Any pictures in the records below should be skipped; write out everything else exactly.
───── DATA IN THIS EXERCISE
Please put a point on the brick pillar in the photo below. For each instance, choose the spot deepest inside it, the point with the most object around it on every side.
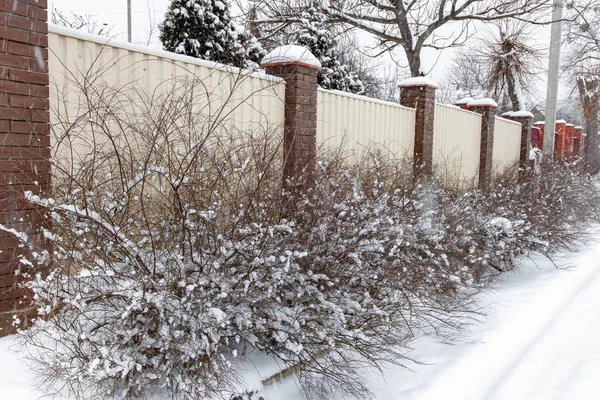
(525, 118)
(559, 140)
(569, 138)
(487, 109)
(578, 142)
(419, 93)
(24, 139)
(299, 68)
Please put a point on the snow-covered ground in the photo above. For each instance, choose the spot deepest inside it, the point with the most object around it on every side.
(539, 340)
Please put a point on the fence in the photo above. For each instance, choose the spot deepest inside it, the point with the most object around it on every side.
(356, 122)
(36, 96)
(507, 144)
(236, 99)
(456, 142)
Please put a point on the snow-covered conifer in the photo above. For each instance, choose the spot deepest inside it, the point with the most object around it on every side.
(205, 29)
(315, 34)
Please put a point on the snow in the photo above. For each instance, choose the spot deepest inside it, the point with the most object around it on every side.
(464, 101)
(486, 102)
(291, 53)
(521, 114)
(418, 81)
(538, 341)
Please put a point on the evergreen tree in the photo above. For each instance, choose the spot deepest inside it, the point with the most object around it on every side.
(204, 29)
(315, 34)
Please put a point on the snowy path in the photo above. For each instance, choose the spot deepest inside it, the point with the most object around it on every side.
(541, 340)
(547, 347)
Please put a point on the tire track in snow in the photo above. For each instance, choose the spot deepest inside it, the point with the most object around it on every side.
(482, 370)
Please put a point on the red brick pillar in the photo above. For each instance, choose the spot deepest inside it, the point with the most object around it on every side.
(487, 109)
(560, 140)
(541, 126)
(24, 139)
(419, 93)
(525, 118)
(578, 142)
(569, 138)
(299, 68)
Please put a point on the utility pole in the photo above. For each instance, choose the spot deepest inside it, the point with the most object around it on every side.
(552, 89)
(129, 21)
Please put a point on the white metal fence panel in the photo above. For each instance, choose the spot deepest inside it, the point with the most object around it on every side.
(456, 144)
(507, 144)
(356, 122)
(237, 100)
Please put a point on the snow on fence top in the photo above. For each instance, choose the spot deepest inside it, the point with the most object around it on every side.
(521, 114)
(487, 102)
(291, 54)
(464, 101)
(162, 54)
(418, 81)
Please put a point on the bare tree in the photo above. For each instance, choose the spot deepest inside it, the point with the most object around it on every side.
(412, 25)
(513, 60)
(80, 22)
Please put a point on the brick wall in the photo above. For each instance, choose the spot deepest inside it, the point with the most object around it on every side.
(24, 137)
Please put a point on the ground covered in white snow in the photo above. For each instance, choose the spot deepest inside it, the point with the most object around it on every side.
(539, 340)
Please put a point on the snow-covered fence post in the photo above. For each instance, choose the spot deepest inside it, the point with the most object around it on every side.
(24, 139)
(419, 93)
(569, 137)
(560, 131)
(525, 118)
(487, 109)
(299, 68)
(578, 142)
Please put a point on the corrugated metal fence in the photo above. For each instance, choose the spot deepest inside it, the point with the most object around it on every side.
(246, 100)
(507, 144)
(456, 142)
(355, 122)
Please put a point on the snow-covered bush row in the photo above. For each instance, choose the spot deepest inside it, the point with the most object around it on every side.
(177, 252)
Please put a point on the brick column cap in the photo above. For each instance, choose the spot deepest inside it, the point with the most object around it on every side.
(417, 81)
(487, 102)
(521, 114)
(291, 55)
(464, 101)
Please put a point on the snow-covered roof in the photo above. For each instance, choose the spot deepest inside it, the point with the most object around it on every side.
(291, 54)
(521, 114)
(487, 102)
(464, 101)
(418, 81)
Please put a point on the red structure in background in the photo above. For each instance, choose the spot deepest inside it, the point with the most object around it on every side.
(559, 139)
(570, 152)
(536, 137)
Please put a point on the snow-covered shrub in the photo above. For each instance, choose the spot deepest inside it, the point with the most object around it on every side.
(178, 251)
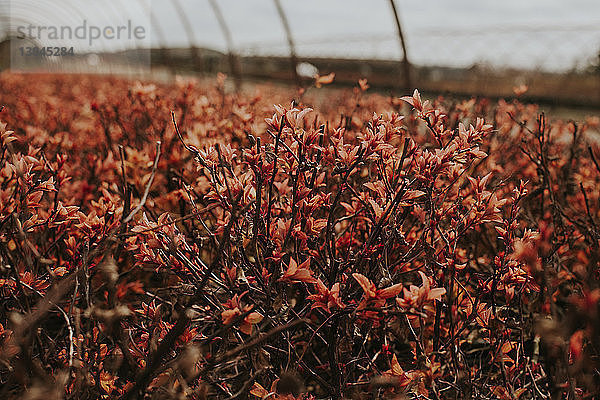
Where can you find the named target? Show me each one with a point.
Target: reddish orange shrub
(182, 241)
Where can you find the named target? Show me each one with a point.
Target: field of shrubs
(182, 241)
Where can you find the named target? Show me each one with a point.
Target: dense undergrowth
(182, 241)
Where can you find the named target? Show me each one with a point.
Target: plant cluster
(181, 241)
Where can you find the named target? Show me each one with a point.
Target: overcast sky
(549, 33)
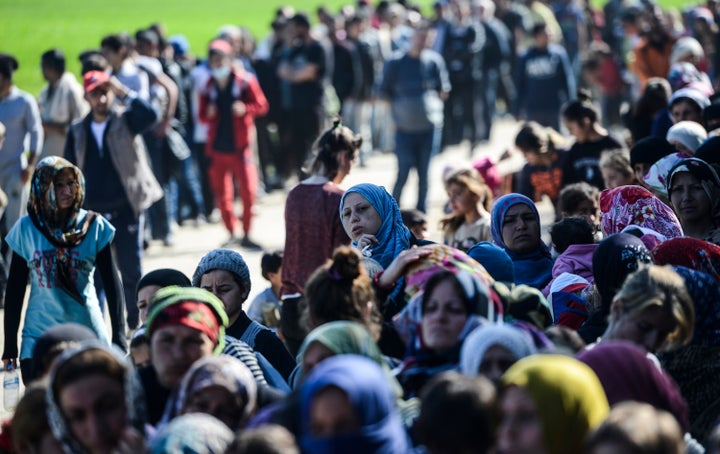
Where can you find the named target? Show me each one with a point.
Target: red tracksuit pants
(225, 169)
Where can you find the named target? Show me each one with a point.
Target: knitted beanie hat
(228, 260)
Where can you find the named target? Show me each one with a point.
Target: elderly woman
(694, 190)
(94, 403)
(615, 257)
(516, 228)
(184, 325)
(549, 404)
(627, 206)
(220, 386)
(491, 349)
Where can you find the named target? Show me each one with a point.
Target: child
(416, 221)
(573, 238)
(265, 308)
(140, 349)
(469, 200)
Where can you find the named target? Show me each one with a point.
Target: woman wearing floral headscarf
(516, 228)
(636, 206)
(58, 245)
(693, 187)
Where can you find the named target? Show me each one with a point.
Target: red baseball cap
(94, 79)
(221, 46)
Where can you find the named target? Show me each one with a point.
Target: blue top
(49, 305)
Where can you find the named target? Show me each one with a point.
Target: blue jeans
(415, 149)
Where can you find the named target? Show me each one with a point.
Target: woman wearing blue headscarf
(372, 220)
(515, 227)
(348, 406)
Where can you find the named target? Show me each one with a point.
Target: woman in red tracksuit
(231, 102)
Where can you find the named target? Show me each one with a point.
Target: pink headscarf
(635, 205)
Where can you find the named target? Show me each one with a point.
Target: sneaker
(247, 243)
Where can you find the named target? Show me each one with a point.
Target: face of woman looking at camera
(444, 316)
(359, 217)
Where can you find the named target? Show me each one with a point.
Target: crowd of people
(372, 337)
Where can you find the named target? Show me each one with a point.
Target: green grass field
(29, 27)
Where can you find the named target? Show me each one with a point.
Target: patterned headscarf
(691, 253)
(568, 396)
(195, 308)
(707, 176)
(635, 205)
(218, 371)
(66, 232)
(532, 268)
(42, 205)
(393, 237)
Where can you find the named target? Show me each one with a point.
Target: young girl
(583, 163)
(58, 245)
(470, 202)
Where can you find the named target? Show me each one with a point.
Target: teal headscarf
(393, 237)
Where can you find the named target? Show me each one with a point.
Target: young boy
(265, 308)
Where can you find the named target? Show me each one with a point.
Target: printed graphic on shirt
(44, 264)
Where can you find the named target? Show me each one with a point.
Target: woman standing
(470, 201)
(58, 245)
(516, 228)
(311, 239)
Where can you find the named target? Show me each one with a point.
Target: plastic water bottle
(11, 388)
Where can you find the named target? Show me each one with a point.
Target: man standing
(544, 81)
(107, 146)
(301, 72)
(231, 101)
(19, 113)
(416, 84)
(61, 102)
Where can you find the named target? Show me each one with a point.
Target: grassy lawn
(29, 27)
──────────
FINAL RESULT -
Please put a point on the brick pillar in the photo below. For each instance, choose the spot deepest inside it, the point with the most object around it on every side.
(525, 118)
(559, 140)
(569, 138)
(487, 109)
(578, 142)
(419, 93)
(24, 139)
(299, 68)
Please put a point on the snow-covered ground in the photo above. For each instance, choose the spot deepest inside it, the point with the most object around it on every side.
(539, 340)
Please put a point on the fence in the photo above. For each instance, choose the spot deepest inside it, the point with the most object around it on every side.
(356, 122)
(36, 96)
(507, 144)
(236, 99)
(456, 142)
Please put a point on the snow-covered conifer in the photo above. For each instance, choose the spot deepest inside it, the point with the most object around it on every side.
(205, 29)
(315, 34)
Please put a point on the snow in the photo above. For each instance, choose the spot deepest inside it, the point with the most object around it on every side.
(464, 101)
(486, 102)
(291, 53)
(521, 114)
(418, 81)
(538, 341)
Please put a point on the evergreen tree in the photo above. For each instance, choose the spot deepest inside it, the point with the most object around it on every side.
(204, 29)
(315, 34)
Please put a point on the snowy path in the photo above. For each instance, choose the spot deepest inside it, the point with the most object around it on every side.
(541, 340)
(547, 347)
Please put a point on the tire track in snow in the photo above. For each instance, choose the spot deepest inside it, the point with the most object around it on every side.
(482, 370)
Please put a point on the red brick pillar in the photo above. For each instance, choose the spot deepest inside it, the point with the most object around it on every side.
(487, 109)
(560, 140)
(541, 126)
(24, 139)
(419, 93)
(525, 118)
(578, 142)
(569, 138)
(299, 68)
Please put a point on the utility pole in the photo above. For each instance, choose the spot deepest inside it, the point with the most object around it on every side.
(552, 89)
(129, 21)
Please put a point on the white metal fence panel in the photo above. For each instance, choose the spot deepest inside it, the point with the most object around it on every side.
(456, 144)
(507, 144)
(356, 122)
(237, 100)
Please put a point on the snow on fence top in the photo above. For each instance, choose the spot deepest inside it, the point with the most object around it on every side.
(521, 114)
(487, 102)
(291, 54)
(464, 101)
(162, 54)
(418, 81)
Please put a point on the bare tree in the photo above. For each instance, choose the spot deepest inside it, the point with the most object around it on every side.
(412, 25)
(513, 60)
(80, 22)
Please put a point on the brick wall in the photo above. For each instance, choose the spot deepest inside it, the point with the most object around it on every side.
(24, 137)
Please put a point on the ground covered in white snow in the photo above. For each instance, choose the spot deepest inside it, the point with the most object around it on every side.
(539, 340)
Please put a point on the snow-covered fence post in the photo above. For each instance, choose the spot deepest inside it, the point with the most object around it on every side.
(24, 139)
(419, 93)
(569, 137)
(560, 131)
(525, 118)
(487, 109)
(299, 68)
(578, 142)
Please put a point on the corrugated metal fence in the photo above. For each instance, choose the spot deepest inside it, the point with the most object around it on every side.
(246, 100)
(507, 144)
(456, 142)
(355, 122)
Please put a point on the snow-covered bush row in the photo above. For each instance, choose the spot deepest inside it, the point with the most object around it on every side.
(177, 252)
Please put a point on the brick column cap in the photo above. For each instance, choose the spot deepest inside it, the point with the most object around it on every side.
(417, 81)
(487, 102)
(521, 114)
(291, 55)
(464, 101)
Please put a point on the snow-covered roof in the photo above. For each instance, choose the spot deepest inside it, the point with the most object around it on every side.
(291, 54)
(521, 114)
(487, 102)
(464, 101)
(418, 81)
Please put a point on the red structure in background in the photo above. For each instance, choose the spot deepest inside it, the point with the most object around it on every side.
(559, 139)
(570, 152)
(536, 137)
Please put a point on the snow-covered shrub in the photo above. For each instance, choose the spot deepest inside it, the point with the most object around it on every side.
(178, 251)
Where can you find the named target? Show me each one with a point.
Target: reddish orange shrub
(182, 241)
Where can you find the named target? Show me each one with a point.
Target: field of shrubs
(182, 241)
Where can you find the named target? Show me each one with a point.
Target: dense undergrowth
(182, 241)
Where can you find the named target? Show me each one with a point.
Target: plant cluster
(181, 241)
Where can you find the named target? Show me each one with a point.
Target: overcast sky
(549, 33)
Where can you find the named target? Show me each one with a point.
Target: red tracksuit pants
(225, 169)
Where can you find the named target? Show me each one with a point.
Target: knitted beanie hat
(228, 260)
Where can you find the named target? Show me each one with a point.
Target: elderly woman
(694, 190)
(94, 403)
(615, 257)
(516, 228)
(184, 325)
(549, 404)
(627, 206)
(220, 386)
(491, 349)
Where can you find the named target? Show me each one with a point.
Target: child
(416, 221)
(573, 238)
(265, 308)
(140, 349)
(469, 200)
Where can you find the named target? Show me each one with a point.
Target: woman wearing floral headscarf
(516, 228)
(636, 206)
(58, 245)
(693, 187)
Where can you find the named target? Show me each one with a point.
Target: red baseball cap
(94, 79)
(221, 46)
Where can you find the named target? Show me each one with a point.
Target: blue top
(49, 305)
Where can you find the named target? Show me each one with a point.
Target: blue jeans
(415, 149)
Where can you find the named target? Show me each one with a point.
Target: woman wearing blue headscarf
(372, 220)
(515, 227)
(348, 406)
Where can you find the named target? Show me each one with a point.
Target: woman in red tracksuit
(231, 102)
Where can you find the named target? Show me each one with a point.
Target: pink headscarf
(635, 205)
Where can you find the named target? Show me each one with a point.
Target: sneaker
(247, 243)
Where can you find the named target? Show me each one with a point.
Target: face of woman looking at camera
(444, 316)
(359, 217)
Where can you find the named target? Show me each one with a point.
Target: crowd of people
(372, 337)
Where can you find the named target? Show me each one with a point.
Target: green grass field
(29, 27)
Where can you find the named target? Show me each one with a point.
Target: patterned headscarf
(691, 253)
(568, 396)
(195, 308)
(707, 176)
(635, 205)
(218, 371)
(66, 232)
(532, 268)
(42, 205)
(393, 237)
Where can you find the named target? Show me each one with a point.
Target: young girl
(583, 163)
(58, 245)
(470, 202)
Where can you find the named target? Show me each one with a point.
Target: teal headscarf
(393, 237)
Where can you find the named target? Show me each one with a point.
Target: young boy
(265, 308)
Where can you find the named target? Show me each one with a point.
Target: printed graphic on shirt
(44, 264)
Where can you find the named target? Show me each one with a point.
Target: woman standing
(470, 201)
(58, 245)
(516, 228)
(311, 239)
Where can you find the named target? Show me each one with a point.
Target: plastic water bottle
(11, 388)
Where can you find the named target? Show me each one with a point.
Target: man standing
(544, 81)
(107, 146)
(301, 72)
(231, 101)
(19, 113)
(416, 84)
(61, 102)
Where can you find the named target? Show me each one with a point.
Target: grassy lawn
(29, 27)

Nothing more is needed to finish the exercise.